Goal of the exercise: Rewrite all of the records below, changing "blue plastic surface" to "blue plastic panel" and leaving everything else unchanged. Leave the pictures out of your answer.

═════ Raw data

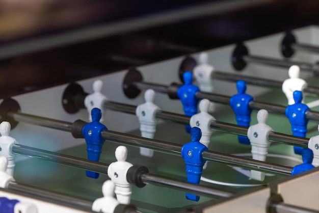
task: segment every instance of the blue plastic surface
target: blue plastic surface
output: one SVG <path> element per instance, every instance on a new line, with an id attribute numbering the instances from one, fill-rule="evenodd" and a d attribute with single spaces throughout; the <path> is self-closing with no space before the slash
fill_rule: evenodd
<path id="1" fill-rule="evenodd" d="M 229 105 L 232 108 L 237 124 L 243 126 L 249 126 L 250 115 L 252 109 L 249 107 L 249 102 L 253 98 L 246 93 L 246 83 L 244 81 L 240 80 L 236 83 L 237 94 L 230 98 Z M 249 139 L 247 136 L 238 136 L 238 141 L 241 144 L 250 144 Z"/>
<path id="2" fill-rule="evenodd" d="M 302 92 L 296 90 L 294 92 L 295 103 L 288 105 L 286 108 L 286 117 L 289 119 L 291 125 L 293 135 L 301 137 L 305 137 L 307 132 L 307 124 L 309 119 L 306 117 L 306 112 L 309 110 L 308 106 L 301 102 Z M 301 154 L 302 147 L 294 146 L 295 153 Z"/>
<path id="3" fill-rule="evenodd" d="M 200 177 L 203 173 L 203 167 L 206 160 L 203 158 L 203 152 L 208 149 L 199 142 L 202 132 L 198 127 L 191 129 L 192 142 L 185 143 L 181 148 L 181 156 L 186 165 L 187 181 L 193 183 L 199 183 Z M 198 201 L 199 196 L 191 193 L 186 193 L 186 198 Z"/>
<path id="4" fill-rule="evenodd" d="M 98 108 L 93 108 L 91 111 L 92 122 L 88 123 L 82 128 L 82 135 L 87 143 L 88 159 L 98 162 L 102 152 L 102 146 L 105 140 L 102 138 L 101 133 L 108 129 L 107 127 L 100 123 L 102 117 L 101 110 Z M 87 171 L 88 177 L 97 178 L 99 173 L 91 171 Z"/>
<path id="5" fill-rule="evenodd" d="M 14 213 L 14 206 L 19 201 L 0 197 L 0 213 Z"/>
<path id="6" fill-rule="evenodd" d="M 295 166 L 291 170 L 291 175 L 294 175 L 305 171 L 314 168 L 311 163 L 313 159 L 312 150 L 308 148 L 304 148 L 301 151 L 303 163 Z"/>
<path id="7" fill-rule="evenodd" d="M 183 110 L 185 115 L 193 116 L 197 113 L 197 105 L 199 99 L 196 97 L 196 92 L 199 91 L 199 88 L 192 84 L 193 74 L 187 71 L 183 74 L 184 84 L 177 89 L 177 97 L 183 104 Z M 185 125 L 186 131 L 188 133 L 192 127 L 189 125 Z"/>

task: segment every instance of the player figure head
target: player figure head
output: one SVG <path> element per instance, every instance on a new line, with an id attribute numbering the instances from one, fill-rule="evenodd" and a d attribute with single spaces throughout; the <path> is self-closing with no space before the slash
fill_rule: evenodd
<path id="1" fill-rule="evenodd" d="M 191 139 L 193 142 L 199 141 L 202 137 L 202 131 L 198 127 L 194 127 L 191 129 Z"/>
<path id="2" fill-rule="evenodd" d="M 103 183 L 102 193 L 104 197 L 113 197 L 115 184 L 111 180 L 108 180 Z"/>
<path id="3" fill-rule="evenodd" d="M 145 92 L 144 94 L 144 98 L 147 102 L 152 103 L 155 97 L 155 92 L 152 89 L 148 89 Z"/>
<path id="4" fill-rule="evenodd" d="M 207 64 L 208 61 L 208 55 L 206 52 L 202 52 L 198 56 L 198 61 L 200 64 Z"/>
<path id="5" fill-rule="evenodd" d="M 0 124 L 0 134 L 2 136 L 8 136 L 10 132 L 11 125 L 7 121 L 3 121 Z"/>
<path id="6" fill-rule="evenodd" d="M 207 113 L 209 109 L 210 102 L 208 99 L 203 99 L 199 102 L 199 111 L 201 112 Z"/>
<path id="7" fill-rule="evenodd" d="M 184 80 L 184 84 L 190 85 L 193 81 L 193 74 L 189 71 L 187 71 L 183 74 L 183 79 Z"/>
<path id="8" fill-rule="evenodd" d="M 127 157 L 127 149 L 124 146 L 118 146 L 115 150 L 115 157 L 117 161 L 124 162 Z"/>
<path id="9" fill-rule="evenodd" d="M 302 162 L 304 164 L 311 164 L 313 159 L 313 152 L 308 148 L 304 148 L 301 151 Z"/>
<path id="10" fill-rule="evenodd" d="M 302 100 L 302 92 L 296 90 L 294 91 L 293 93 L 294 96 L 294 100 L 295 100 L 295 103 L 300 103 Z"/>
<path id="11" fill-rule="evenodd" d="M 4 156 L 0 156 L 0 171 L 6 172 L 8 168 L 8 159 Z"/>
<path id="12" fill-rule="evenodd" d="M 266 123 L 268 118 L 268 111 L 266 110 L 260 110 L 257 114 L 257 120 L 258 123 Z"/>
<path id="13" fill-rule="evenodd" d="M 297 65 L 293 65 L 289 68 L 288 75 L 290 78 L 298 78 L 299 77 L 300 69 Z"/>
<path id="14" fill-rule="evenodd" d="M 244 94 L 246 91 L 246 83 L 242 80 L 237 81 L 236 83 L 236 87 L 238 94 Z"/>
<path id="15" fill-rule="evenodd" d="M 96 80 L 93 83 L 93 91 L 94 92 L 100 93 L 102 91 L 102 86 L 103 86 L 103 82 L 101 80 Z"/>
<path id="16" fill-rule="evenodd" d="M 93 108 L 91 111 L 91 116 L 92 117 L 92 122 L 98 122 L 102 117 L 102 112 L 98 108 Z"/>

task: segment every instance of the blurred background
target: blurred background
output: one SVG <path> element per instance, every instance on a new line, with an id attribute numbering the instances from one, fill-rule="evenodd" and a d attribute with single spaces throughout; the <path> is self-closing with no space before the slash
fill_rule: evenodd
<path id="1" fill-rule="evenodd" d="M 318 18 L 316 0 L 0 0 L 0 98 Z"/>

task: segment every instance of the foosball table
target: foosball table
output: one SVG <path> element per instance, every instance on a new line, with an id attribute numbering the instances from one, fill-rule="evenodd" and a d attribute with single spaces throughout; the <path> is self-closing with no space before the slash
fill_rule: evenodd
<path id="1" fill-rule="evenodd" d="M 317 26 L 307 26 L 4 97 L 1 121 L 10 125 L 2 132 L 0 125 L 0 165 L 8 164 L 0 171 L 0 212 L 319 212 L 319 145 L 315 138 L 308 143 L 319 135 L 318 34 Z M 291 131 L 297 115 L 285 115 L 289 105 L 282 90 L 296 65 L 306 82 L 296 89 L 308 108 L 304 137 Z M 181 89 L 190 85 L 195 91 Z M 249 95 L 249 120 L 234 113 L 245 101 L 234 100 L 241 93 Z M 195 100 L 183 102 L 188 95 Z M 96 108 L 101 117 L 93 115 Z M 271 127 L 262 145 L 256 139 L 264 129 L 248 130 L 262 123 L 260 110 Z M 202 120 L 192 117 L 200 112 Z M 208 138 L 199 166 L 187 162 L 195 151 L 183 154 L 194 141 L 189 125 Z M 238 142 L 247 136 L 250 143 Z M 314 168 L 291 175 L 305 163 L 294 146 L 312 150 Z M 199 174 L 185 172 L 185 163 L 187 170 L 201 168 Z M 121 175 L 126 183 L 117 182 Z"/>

══════════

Solution for this task:
task: segment every instance of the blue plastic panel
target: blue plastic panel
output: one SVG <path> element per instance, every instance on a new line, with an id attribute numbering the instances from one, fill-rule="evenodd" and a d attribute with single spaces throughout; the <path> is self-closing with no space before the slash
fill_rule: evenodd
<path id="1" fill-rule="evenodd" d="M 229 105 L 232 108 L 237 124 L 243 126 L 249 126 L 250 115 L 252 109 L 249 107 L 249 102 L 253 98 L 246 93 L 246 83 L 244 81 L 240 80 L 236 83 L 237 94 L 230 98 Z M 249 139 L 247 136 L 238 136 L 238 141 L 241 144 L 250 144 Z"/>
<path id="2" fill-rule="evenodd" d="M 302 92 L 296 90 L 294 92 L 295 103 L 288 105 L 286 108 L 286 117 L 289 119 L 291 125 L 293 135 L 301 137 L 305 137 L 307 132 L 307 124 L 309 119 L 306 117 L 306 112 L 309 110 L 308 106 L 301 102 Z M 301 154 L 302 147 L 294 146 L 295 153 Z"/>
<path id="3" fill-rule="evenodd" d="M 200 177 L 203 173 L 203 167 L 206 160 L 203 158 L 203 152 L 208 149 L 199 142 L 202 132 L 198 127 L 191 129 L 192 142 L 185 143 L 181 148 L 181 156 L 186 165 L 187 181 L 193 183 L 199 183 Z M 198 201 L 199 196 L 191 193 L 186 193 L 186 198 Z"/>
<path id="4" fill-rule="evenodd" d="M 98 108 L 93 108 L 91 111 L 92 122 L 88 123 L 82 128 L 82 135 L 87 143 L 88 159 L 98 162 L 102 152 L 102 146 L 105 140 L 102 138 L 101 133 L 108 129 L 107 127 L 100 123 L 102 117 L 101 110 Z M 87 171 L 88 177 L 97 178 L 99 173 L 91 171 Z"/>
<path id="5" fill-rule="evenodd" d="M 14 213 L 14 206 L 19 201 L 0 197 L 0 213 Z"/>
<path id="6" fill-rule="evenodd" d="M 295 166 L 291 170 L 291 175 L 294 175 L 305 171 L 314 168 L 311 163 L 313 159 L 312 150 L 308 148 L 304 148 L 301 151 L 303 163 Z"/>
<path id="7" fill-rule="evenodd" d="M 183 110 L 185 115 L 193 116 L 197 113 L 197 105 L 199 99 L 196 97 L 196 92 L 199 91 L 199 88 L 192 84 L 193 74 L 187 71 L 183 74 L 184 84 L 177 89 L 177 97 L 183 104 Z M 185 125 L 186 131 L 188 133 L 192 127 L 189 125 Z"/>

task: segment every instance of the player figure head
target: player figure head
output: one SVG <path> element per instance, every instance on a new line, with an id attribute numbering the instances from one, fill-rule="evenodd" and a d attribute with single spaces throughout; the <path> is self-closing with no space before the slash
fill_rule: evenodd
<path id="1" fill-rule="evenodd" d="M 191 139 L 193 142 L 199 141 L 202 137 L 202 131 L 198 127 L 194 127 L 191 129 Z"/>
<path id="2" fill-rule="evenodd" d="M 103 183 L 102 193 L 104 197 L 113 197 L 115 184 L 111 180 L 108 180 Z"/>
<path id="3" fill-rule="evenodd" d="M 145 92 L 144 94 L 144 98 L 147 102 L 152 103 L 155 97 L 155 92 L 152 89 L 148 89 Z"/>
<path id="4" fill-rule="evenodd" d="M 207 64 L 208 61 L 208 55 L 206 52 L 202 52 L 198 56 L 198 61 L 200 64 Z"/>
<path id="5" fill-rule="evenodd" d="M 0 124 L 0 134 L 2 136 L 8 136 L 10 132 L 11 125 L 7 121 L 3 121 Z"/>
<path id="6" fill-rule="evenodd" d="M 207 113 L 209 109 L 210 102 L 208 99 L 203 99 L 199 102 L 199 111 L 201 112 Z"/>
<path id="7" fill-rule="evenodd" d="M 184 80 L 184 84 L 190 85 L 193 81 L 193 74 L 189 71 L 187 71 L 183 74 L 183 79 Z"/>
<path id="8" fill-rule="evenodd" d="M 127 157 L 127 149 L 124 146 L 118 146 L 115 150 L 115 157 L 117 161 L 124 162 Z"/>
<path id="9" fill-rule="evenodd" d="M 302 162 L 304 164 L 311 164 L 313 159 L 313 152 L 308 148 L 304 148 L 301 151 Z"/>
<path id="10" fill-rule="evenodd" d="M 302 100 L 302 92 L 296 90 L 294 91 L 293 93 L 294 96 L 294 100 L 295 100 L 295 103 L 300 103 Z"/>
<path id="11" fill-rule="evenodd" d="M 4 156 L 0 156 L 0 171 L 6 172 L 8 168 L 8 159 Z"/>
<path id="12" fill-rule="evenodd" d="M 266 123 L 268 118 L 268 111 L 266 110 L 260 110 L 257 114 L 257 120 L 258 123 Z"/>
<path id="13" fill-rule="evenodd" d="M 297 65 L 293 65 L 289 68 L 288 75 L 290 78 L 298 78 L 299 77 L 300 69 Z"/>
<path id="14" fill-rule="evenodd" d="M 244 94 L 246 91 L 246 83 L 242 80 L 237 81 L 236 83 L 236 87 L 238 94 Z"/>
<path id="15" fill-rule="evenodd" d="M 96 80 L 93 83 L 93 91 L 94 92 L 100 93 L 102 91 L 102 86 L 103 86 L 103 82 L 101 80 Z"/>
<path id="16" fill-rule="evenodd" d="M 93 108 L 91 111 L 91 116 L 92 117 L 92 122 L 98 122 L 102 117 L 102 112 L 98 108 Z"/>

task: segment every instance of the blurred background
target: blurred background
output: one SVG <path> element per instance, every instance on a new line, with an id attribute numbering the instances from one, fill-rule="evenodd" and a d attribute with single spaces throughout; the <path> is self-closing with no space before the slash
fill_rule: evenodd
<path id="1" fill-rule="evenodd" d="M 318 18 L 316 0 L 0 0 L 0 98 Z"/>

task: segment every instance of the foosball table
target: foosball table
output: one SVG <path> element per instance, every instance on a new line, with an id attribute numbering the instances from one, fill-rule="evenodd" and a d attribute with single spaces throughout; the <path> is self-closing with no space before the slash
fill_rule: evenodd
<path id="1" fill-rule="evenodd" d="M 317 26 L 307 26 L 4 97 L 1 121 L 10 125 L 2 132 L 0 125 L 0 165 L 8 164 L 0 171 L 0 212 L 319 212 L 319 145 L 315 138 L 308 143 L 319 135 L 318 34 Z M 291 131 L 297 115 L 285 115 L 289 105 L 282 90 L 296 65 L 306 82 L 296 89 L 308 108 L 304 137 Z M 181 89 L 190 85 L 195 91 Z M 249 95 L 249 120 L 234 113 L 245 101 L 234 100 L 241 93 Z M 195 100 L 183 102 L 188 95 Z M 96 108 L 101 117 L 93 115 Z M 271 127 L 262 145 L 256 139 L 264 129 L 248 130 L 262 123 L 260 110 Z M 202 120 L 192 117 L 200 112 Z M 208 138 L 199 166 L 187 162 L 195 151 L 183 154 L 194 141 L 189 125 Z M 238 142 L 247 136 L 250 143 Z M 314 168 L 291 175 L 305 163 L 294 146 L 312 150 Z M 199 174 L 185 172 L 185 163 L 187 170 L 201 168 Z M 121 175 L 126 183 L 117 182 Z"/>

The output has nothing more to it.